Answer these questions from the reading text on Rayén Quitral:
1. In which village was she born?
2. In what year did she debut at the Colón Theatre of Buenos Aires?
3. What role did she sing in Rigoletto in 1943?

──────── Reading text

María Georgina Quitral Espinoza, commonly known as Rayén Quitral (7 November 1916 – 20 October 1979), was a Chilean soprano of Mapuche-Picunche origin. Known internationally for her interpretation of the Queen of the Night in the opera The Magic Flute, she was also made famous by her appearances dressed in Mapuche outfits, displaying her pride in her indigenous roots.

Biography 

Rayén Quitral was born in Iloca, a coastal village in the commune of Licantén, in the Province of Curicó, Maule Region. She studied singing in her country and made her debut in the Central Theatre of Santiago in 1937. In 1941, she debuted at the Colón Theatre of Buenos Aires, in the role of the Queen of the Night in the opera The Magic Flute.   She made appearances in various countries in the Americas, later residing for a long period in Mexico.

In Chile, she sang Lucia de Lammermoor in 1942 and performed as Gilda in Rigoletto in 1943.   In 1950, she conducted a concert tour of Italy and France, as well as debuting in London with great success in 1951, once again with The Magic Flute, which led her to make an appearance at Buckingham Palace.

────────────────
──────── Stored data

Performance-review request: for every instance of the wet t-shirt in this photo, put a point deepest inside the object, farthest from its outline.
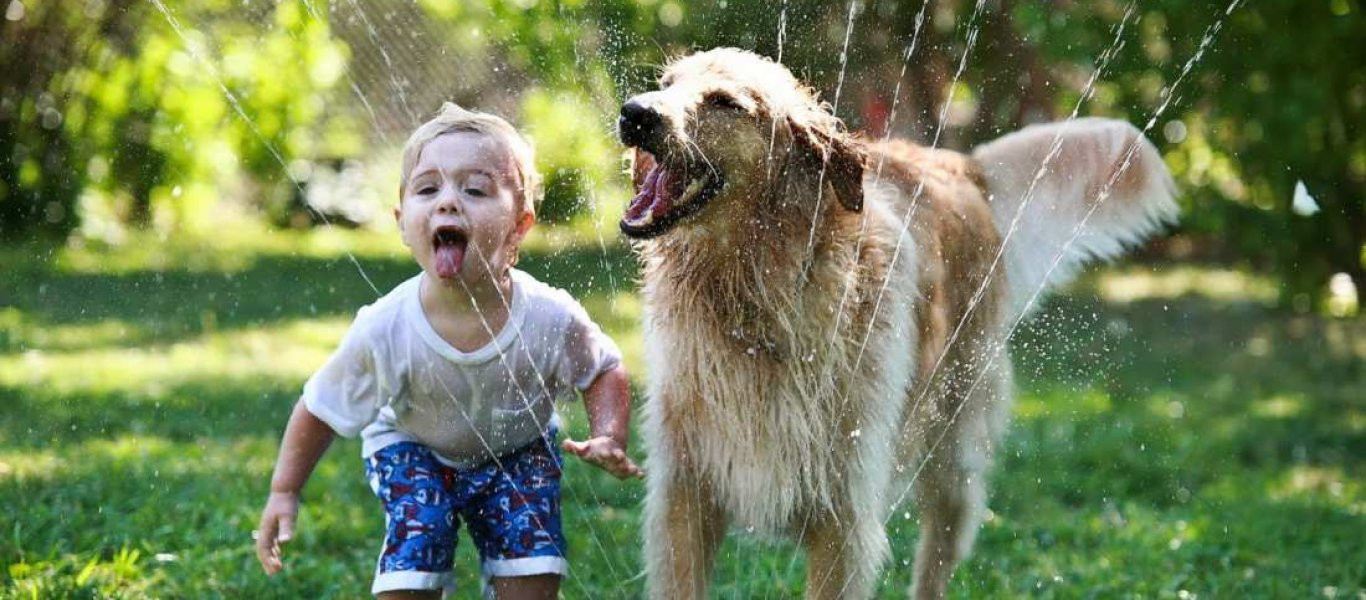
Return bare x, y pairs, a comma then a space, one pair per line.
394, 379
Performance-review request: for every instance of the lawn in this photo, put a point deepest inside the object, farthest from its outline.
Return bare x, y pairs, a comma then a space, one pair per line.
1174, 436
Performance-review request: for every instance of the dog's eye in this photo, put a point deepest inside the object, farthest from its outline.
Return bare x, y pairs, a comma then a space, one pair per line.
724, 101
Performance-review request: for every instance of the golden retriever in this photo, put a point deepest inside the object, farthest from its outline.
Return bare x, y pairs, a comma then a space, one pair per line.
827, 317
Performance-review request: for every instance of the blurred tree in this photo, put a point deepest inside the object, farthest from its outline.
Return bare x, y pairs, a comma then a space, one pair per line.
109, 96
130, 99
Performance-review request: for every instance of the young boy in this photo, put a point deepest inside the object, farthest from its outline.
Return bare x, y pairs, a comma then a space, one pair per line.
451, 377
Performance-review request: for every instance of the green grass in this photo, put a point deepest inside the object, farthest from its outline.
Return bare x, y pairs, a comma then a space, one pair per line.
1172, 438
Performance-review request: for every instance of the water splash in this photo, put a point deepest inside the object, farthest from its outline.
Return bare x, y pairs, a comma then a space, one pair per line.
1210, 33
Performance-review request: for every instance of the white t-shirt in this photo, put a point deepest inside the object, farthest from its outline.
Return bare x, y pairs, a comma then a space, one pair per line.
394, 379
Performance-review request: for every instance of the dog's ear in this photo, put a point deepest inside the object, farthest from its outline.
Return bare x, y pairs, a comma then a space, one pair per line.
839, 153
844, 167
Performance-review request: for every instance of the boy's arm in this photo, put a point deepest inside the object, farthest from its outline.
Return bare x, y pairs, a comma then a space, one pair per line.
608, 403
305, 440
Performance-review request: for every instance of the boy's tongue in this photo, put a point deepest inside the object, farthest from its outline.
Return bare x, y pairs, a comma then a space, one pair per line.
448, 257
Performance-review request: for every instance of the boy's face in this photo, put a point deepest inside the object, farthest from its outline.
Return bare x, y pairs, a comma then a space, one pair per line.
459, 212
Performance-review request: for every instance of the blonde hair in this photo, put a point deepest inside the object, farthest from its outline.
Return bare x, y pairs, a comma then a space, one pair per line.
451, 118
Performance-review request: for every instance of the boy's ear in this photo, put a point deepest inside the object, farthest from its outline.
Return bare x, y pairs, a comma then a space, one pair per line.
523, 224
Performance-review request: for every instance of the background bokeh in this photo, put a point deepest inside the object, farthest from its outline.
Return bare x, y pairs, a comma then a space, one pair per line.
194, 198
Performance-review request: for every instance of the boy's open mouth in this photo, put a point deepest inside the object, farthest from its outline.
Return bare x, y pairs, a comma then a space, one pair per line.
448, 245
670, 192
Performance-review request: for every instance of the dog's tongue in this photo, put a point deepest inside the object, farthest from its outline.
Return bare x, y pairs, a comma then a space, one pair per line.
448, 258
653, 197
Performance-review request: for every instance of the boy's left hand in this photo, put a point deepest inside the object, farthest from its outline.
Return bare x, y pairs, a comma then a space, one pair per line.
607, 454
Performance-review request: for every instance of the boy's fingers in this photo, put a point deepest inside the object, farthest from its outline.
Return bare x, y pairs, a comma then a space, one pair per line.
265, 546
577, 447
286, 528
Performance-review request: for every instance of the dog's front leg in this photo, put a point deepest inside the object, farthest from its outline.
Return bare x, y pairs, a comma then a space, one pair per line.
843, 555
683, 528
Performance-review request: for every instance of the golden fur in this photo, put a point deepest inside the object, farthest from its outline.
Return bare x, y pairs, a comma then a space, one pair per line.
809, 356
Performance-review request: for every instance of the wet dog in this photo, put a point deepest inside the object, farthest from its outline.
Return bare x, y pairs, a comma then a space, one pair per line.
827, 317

────────────────
──────── Stored data

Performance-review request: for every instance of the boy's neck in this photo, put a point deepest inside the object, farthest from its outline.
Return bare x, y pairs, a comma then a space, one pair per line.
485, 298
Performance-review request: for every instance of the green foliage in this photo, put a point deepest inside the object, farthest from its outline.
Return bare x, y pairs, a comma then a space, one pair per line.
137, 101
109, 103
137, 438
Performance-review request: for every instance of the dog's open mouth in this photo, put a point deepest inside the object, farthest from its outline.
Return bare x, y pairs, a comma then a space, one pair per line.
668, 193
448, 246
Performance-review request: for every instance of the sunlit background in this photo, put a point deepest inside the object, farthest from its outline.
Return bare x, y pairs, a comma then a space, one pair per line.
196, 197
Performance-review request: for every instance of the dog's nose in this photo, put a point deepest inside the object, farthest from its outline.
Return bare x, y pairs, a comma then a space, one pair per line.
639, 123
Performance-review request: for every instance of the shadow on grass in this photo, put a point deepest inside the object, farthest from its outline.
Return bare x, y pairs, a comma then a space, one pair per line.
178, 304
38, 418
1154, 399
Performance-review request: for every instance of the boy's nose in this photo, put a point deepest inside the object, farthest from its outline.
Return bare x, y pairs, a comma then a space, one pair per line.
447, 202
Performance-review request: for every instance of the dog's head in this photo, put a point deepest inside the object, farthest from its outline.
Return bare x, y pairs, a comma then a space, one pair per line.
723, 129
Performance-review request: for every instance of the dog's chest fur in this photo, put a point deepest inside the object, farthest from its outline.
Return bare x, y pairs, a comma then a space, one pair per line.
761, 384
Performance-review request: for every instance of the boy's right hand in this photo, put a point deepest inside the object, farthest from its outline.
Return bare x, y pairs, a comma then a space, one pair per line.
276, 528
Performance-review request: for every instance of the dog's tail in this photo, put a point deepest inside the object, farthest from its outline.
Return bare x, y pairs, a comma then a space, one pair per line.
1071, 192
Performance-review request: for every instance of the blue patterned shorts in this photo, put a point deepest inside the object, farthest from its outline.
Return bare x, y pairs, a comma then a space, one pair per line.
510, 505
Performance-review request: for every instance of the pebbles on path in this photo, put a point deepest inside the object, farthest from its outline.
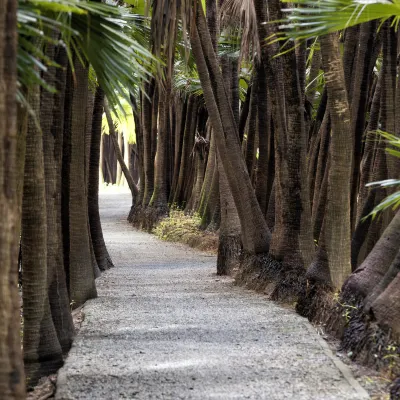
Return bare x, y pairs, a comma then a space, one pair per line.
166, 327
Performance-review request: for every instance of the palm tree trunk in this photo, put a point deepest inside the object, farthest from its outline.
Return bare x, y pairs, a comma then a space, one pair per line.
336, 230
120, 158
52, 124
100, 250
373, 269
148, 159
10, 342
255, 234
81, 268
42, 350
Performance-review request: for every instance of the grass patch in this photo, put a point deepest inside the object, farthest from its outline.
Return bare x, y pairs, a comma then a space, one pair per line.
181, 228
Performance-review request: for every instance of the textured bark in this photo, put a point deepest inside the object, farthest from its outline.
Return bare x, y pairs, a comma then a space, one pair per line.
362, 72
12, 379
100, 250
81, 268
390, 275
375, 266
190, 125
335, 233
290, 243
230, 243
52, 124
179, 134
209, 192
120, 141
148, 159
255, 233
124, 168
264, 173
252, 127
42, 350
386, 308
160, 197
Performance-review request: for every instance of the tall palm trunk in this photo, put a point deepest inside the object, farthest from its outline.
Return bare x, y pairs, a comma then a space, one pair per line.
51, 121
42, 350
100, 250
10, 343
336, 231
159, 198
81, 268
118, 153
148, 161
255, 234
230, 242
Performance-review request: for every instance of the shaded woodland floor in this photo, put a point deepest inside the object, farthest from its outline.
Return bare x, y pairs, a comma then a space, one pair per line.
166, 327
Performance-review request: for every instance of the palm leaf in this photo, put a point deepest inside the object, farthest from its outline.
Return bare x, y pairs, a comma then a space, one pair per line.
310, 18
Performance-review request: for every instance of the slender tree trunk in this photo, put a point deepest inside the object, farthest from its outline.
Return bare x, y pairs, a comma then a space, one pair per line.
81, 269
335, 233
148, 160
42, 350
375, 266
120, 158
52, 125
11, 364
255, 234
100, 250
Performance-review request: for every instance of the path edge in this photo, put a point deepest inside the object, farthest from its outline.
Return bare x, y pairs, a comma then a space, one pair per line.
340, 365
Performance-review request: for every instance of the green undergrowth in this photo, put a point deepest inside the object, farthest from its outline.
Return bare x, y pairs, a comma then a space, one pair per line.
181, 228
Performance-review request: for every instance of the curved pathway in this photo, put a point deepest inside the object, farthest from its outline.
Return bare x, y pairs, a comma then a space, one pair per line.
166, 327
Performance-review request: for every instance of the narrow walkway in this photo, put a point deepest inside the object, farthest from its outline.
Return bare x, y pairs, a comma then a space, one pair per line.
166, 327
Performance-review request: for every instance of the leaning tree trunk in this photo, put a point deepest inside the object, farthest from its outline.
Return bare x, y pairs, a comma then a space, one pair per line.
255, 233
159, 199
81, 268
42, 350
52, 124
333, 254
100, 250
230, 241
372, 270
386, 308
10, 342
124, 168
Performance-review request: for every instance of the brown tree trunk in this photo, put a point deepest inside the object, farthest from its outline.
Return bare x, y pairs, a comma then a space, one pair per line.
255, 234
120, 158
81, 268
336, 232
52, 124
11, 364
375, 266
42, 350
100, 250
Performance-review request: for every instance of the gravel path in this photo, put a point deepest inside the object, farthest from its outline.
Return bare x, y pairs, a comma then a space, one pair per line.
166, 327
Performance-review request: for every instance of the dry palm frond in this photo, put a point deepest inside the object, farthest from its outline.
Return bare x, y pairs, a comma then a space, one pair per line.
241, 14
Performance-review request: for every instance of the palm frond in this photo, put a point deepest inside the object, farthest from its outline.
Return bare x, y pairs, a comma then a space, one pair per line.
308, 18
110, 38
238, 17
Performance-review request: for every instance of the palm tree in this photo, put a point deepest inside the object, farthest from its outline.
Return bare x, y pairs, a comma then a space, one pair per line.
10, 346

────────────────

Result for this task:
1. Iloca
2. 1941
3. Gilda